## SHORT PROBLEM 1
In the message on HTML5 video accessibility, what does the writer mean by "video accessibility"?

## EXTRACT TO READ
%%

HTML5 video accessibility

From: Laura Carlson <laura.lee.carlson@gmail.com> · Date: Tue, 9 Dec 2008 06:58:32 -0600

For WAI-XTECH and PF's information the following is a  message on
HTML5 video accessibility from Silvia Pfeiffer. It may be of interest
in formulating a response to
http://lists.w3.org/Archives/Public/public-html/2008Sep/0421.html

Silvia wrote:

> For the last 2 months, I have been investigating means of satisfying
> video accessibility needs through Ogg in Mozilla/Firefox for HTML5.
>
> You will find a lot of information about our work at
> https://wiki.mozilla.org/Accessibility/Video_Accessibility and in the
> archives of the Ogg accessibility mailing list at
> http://lists.xiph.org/mailman/listinfo/accessibility .
>
> I wanted to give some feedback here on our findings, since some of
> them will have an impact on the HTML5 specification.
>
>
> What are we talking about
> -----------------------------------
> When I say "video accessibility", I'm actually only talking about
> time-aligned text formats and not e.g. captions as bitmaps or audio
> annotations as wave files.
> Since we analysed how to attach time-aligned text formats with video
> in a Web Browser, we also did not want to restrict ourselves to only
> closed captions and subtitles.

%%

## PROVIDED MATERIAL
%%

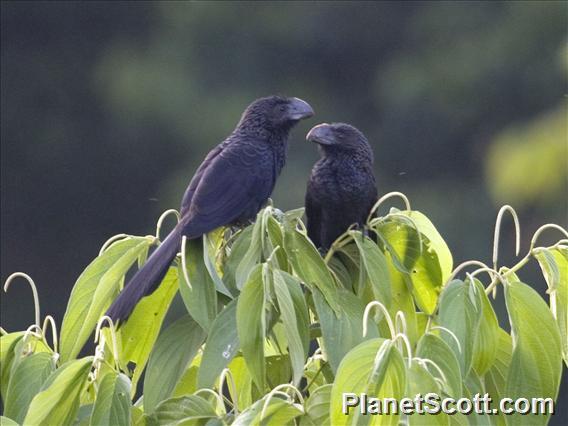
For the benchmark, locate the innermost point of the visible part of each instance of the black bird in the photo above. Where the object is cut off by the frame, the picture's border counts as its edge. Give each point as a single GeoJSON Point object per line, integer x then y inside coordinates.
{"type": "Point", "coordinates": [230, 187]}
{"type": "Point", "coordinates": [341, 190]}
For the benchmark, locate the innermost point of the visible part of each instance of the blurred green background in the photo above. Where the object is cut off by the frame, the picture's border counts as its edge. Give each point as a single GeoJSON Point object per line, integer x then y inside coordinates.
{"type": "Point", "coordinates": [107, 108]}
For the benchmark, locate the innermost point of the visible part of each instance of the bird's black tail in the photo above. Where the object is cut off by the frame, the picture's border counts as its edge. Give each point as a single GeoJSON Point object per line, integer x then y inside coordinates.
{"type": "Point", "coordinates": [147, 279]}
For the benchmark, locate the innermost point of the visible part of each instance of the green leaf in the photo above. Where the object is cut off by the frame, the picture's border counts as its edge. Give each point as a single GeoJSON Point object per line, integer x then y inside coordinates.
{"type": "Point", "coordinates": [8, 344]}
{"type": "Point", "coordinates": [112, 406]}
{"type": "Point", "coordinates": [460, 311]}
{"type": "Point", "coordinates": [496, 376]}
{"type": "Point", "coordinates": [363, 370]}
{"type": "Point", "coordinates": [251, 324]}
{"type": "Point", "coordinates": [418, 260]}
{"type": "Point", "coordinates": [487, 338]}
{"type": "Point", "coordinates": [435, 241]}
{"type": "Point", "coordinates": [138, 335]}
{"type": "Point", "coordinates": [318, 405]}
{"type": "Point", "coordinates": [309, 266]}
{"type": "Point", "coordinates": [421, 381]}
{"type": "Point", "coordinates": [187, 408]}
{"type": "Point", "coordinates": [536, 363]}
{"type": "Point", "coordinates": [173, 352]}
{"type": "Point", "coordinates": [95, 289]}
{"type": "Point", "coordinates": [58, 402]}
{"type": "Point", "coordinates": [221, 346]}
{"type": "Point", "coordinates": [201, 299]}
{"type": "Point", "coordinates": [376, 267]}
{"type": "Point", "coordinates": [293, 322]}
{"type": "Point", "coordinates": [554, 265]}
{"type": "Point", "coordinates": [342, 331]}
{"type": "Point", "coordinates": [278, 412]}
{"type": "Point", "coordinates": [438, 351]}
{"type": "Point", "coordinates": [25, 382]}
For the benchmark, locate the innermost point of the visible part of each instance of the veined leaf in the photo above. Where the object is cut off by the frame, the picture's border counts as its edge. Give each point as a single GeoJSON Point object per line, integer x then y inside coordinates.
{"type": "Point", "coordinates": [438, 351]}
{"type": "Point", "coordinates": [138, 335]}
{"type": "Point", "coordinates": [58, 402]}
{"type": "Point", "coordinates": [487, 338]}
{"type": "Point", "coordinates": [201, 299]}
{"type": "Point", "coordinates": [221, 346]}
{"type": "Point", "coordinates": [112, 406]}
{"type": "Point", "coordinates": [376, 267]}
{"type": "Point", "coordinates": [309, 266]}
{"type": "Point", "coordinates": [25, 382]}
{"type": "Point", "coordinates": [418, 260]}
{"type": "Point", "coordinates": [251, 324]}
{"type": "Point", "coordinates": [293, 322]}
{"type": "Point", "coordinates": [460, 311]}
{"type": "Point", "coordinates": [536, 363]}
{"type": "Point", "coordinates": [190, 409]}
{"type": "Point", "coordinates": [94, 290]}
{"type": "Point", "coordinates": [554, 265]}
{"type": "Point", "coordinates": [341, 331]}
{"type": "Point", "coordinates": [173, 351]}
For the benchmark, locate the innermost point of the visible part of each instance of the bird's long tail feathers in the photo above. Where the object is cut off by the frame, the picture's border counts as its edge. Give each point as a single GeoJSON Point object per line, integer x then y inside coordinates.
{"type": "Point", "coordinates": [147, 279]}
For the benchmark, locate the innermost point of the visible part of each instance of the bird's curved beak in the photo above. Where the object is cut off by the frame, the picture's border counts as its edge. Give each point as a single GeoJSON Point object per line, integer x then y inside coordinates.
{"type": "Point", "coordinates": [321, 134]}
{"type": "Point", "coordinates": [299, 109]}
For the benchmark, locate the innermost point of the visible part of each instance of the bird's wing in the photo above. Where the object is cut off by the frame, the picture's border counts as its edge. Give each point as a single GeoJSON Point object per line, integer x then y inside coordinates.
{"type": "Point", "coordinates": [188, 196]}
{"type": "Point", "coordinates": [236, 182]}
{"type": "Point", "coordinates": [313, 214]}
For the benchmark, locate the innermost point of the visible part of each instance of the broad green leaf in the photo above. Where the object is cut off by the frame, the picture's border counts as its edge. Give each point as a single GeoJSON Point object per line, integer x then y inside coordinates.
{"type": "Point", "coordinates": [496, 376]}
{"type": "Point", "coordinates": [421, 381]}
{"type": "Point", "coordinates": [293, 321]}
{"type": "Point", "coordinates": [460, 311]}
{"type": "Point", "coordinates": [138, 335]}
{"type": "Point", "coordinates": [243, 383]}
{"type": "Point", "coordinates": [8, 344]}
{"type": "Point", "coordinates": [112, 406]}
{"type": "Point", "coordinates": [435, 240]}
{"type": "Point", "coordinates": [439, 352]}
{"type": "Point", "coordinates": [94, 290]}
{"type": "Point", "coordinates": [418, 260]}
{"type": "Point", "coordinates": [251, 324]}
{"type": "Point", "coordinates": [278, 412]}
{"type": "Point", "coordinates": [342, 331]}
{"type": "Point", "coordinates": [201, 299]}
{"type": "Point", "coordinates": [174, 350]}
{"type": "Point", "coordinates": [376, 267]}
{"type": "Point", "coordinates": [186, 408]}
{"type": "Point", "coordinates": [487, 338]}
{"type": "Point", "coordinates": [318, 405]}
{"type": "Point", "coordinates": [309, 266]}
{"type": "Point", "coordinates": [253, 254]}
{"type": "Point", "coordinates": [221, 346]}
{"type": "Point", "coordinates": [58, 402]}
{"type": "Point", "coordinates": [554, 265]}
{"type": "Point", "coordinates": [25, 382]}
{"type": "Point", "coordinates": [536, 363]}
{"type": "Point", "coordinates": [371, 368]}
{"type": "Point", "coordinates": [238, 249]}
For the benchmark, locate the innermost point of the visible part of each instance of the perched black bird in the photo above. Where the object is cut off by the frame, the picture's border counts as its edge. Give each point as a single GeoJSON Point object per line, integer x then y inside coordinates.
{"type": "Point", "coordinates": [341, 190]}
{"type": "Point", "coordinates": [230, 187]}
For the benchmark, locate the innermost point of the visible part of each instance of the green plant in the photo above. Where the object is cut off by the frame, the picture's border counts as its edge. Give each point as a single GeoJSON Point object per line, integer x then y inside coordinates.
{"type": "Point", "coordinates": [391, 318]}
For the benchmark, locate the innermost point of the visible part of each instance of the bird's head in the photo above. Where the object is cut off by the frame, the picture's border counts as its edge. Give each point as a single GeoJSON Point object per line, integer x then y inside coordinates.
{"type": "Point", "coordinates": [340, 138]}
{"type": "Point", "coordinates": [276, 112]}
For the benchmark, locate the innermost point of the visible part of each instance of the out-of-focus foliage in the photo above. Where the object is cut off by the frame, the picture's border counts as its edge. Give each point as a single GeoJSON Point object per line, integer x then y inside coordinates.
{"type": "Point", "coordinates": [528, 164]}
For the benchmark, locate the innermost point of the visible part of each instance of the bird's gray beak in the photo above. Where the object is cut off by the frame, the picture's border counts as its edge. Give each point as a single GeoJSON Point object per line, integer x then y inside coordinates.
{"type": "Point", "coordinates": [321, 134]}
{"type": "Point", "coordinates": [299, 109]}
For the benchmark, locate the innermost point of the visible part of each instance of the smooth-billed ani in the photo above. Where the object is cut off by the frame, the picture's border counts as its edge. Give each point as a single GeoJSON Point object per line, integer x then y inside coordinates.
{"type": "Point", "coordinates": [341, 190]}
{"type": "Point", "coordinates": [229, 187]}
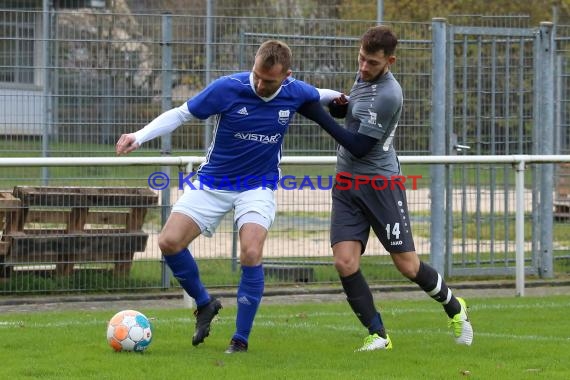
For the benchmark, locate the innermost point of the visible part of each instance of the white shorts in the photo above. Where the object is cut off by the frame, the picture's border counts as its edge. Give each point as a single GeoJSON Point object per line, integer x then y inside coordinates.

%%

## SHORT PROBLEM 2
Pull out every line of the records that contains the word "beak". Case counts.

## ANSWER 1
Only time-aligned text formats, not captions as bitmaps or audio annotations as wave files.

## ANSWER 2
For the benchmark, locate the innermost point of the visible part of each instance of the bird's curved beak in the photo above. Where the object is cut off by the frame, the picture's border counts as its edge. Give each point as a single GeoJSON Point object per line, integer x then y inside coordinates.
For the benchmark, locate the innermost point of the visible part of each instance of the bird's gray beak in the photo above. Where the object is cut off by the frame, the picture's border counts as its edge. Give each point as a single GeoJSON Point object per line, integer x then y inside coordinates.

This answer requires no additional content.